Entries from a point annotation set:
-- begin --

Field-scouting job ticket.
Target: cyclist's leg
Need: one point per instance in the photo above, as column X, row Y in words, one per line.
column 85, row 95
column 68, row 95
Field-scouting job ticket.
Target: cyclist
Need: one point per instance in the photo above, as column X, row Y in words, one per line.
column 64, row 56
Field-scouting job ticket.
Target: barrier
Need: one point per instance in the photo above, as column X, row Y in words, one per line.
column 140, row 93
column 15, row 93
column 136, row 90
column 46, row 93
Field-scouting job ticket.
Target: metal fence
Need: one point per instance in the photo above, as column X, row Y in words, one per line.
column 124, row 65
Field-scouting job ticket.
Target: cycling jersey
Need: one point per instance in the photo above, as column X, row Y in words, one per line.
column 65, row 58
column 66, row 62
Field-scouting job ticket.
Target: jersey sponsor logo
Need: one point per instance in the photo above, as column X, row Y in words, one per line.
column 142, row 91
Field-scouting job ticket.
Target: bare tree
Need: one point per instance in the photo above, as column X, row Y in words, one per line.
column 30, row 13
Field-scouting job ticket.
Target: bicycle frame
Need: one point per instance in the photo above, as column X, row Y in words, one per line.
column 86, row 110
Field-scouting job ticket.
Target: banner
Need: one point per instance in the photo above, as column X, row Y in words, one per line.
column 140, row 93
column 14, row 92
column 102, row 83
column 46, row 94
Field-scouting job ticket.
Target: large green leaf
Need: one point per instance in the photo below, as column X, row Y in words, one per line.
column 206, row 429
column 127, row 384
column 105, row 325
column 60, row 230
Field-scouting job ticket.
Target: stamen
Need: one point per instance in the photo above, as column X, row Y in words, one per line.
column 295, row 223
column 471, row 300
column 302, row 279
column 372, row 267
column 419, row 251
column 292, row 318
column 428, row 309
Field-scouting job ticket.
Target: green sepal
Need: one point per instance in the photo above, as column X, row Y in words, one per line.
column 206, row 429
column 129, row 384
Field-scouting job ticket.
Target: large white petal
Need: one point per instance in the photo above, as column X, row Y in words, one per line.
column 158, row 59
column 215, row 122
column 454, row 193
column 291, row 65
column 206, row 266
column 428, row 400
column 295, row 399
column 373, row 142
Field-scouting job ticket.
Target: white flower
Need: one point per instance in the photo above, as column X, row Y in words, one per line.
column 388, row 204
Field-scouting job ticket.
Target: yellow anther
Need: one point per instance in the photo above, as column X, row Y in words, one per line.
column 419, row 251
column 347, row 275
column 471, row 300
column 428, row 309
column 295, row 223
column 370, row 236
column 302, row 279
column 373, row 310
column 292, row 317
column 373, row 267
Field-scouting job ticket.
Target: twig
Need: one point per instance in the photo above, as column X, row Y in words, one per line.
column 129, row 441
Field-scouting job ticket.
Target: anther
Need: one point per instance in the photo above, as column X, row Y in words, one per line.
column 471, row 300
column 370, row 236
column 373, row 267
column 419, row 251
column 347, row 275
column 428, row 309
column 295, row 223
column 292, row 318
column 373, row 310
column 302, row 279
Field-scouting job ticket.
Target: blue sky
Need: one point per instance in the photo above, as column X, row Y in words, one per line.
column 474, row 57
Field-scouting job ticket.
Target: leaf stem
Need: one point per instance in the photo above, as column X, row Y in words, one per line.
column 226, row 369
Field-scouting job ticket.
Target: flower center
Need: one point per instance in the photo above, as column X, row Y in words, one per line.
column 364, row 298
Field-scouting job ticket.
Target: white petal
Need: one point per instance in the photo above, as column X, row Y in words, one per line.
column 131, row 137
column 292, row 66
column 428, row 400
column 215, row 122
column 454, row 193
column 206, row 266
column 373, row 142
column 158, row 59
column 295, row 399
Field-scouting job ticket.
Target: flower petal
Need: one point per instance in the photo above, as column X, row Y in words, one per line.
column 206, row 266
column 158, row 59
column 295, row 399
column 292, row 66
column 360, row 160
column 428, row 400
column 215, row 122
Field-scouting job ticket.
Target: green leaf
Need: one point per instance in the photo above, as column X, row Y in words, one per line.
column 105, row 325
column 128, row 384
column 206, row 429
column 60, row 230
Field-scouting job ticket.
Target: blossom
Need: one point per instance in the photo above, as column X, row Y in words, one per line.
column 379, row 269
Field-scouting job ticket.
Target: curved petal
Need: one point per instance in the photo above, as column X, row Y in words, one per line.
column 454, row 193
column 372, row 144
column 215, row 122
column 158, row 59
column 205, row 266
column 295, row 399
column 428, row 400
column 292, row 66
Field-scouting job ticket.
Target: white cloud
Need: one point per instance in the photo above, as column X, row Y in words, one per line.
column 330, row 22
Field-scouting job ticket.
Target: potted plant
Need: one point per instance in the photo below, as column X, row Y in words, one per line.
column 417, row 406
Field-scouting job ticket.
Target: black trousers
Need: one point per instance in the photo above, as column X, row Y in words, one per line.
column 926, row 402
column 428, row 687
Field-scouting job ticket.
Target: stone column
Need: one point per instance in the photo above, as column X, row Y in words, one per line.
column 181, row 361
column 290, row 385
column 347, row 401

-- end --

● **Exercise**
Rewrite everything from the first of the rows down to the line containing "column 64, row 56", with "Target" replaced by "Object" and nothing else changed.

● **Written answer**
Field-scouting job ticket.
Object: cyclist's leg
Need: one point per instance in the photo above, as column X, row Y in words, one per line.
column 85, row 95
column 68, row 95
Field-scouting job ticket.
Object: cyclist
Need: one point per instance in the photo above, as column X, row Y in words, one per line.
column 64, row 56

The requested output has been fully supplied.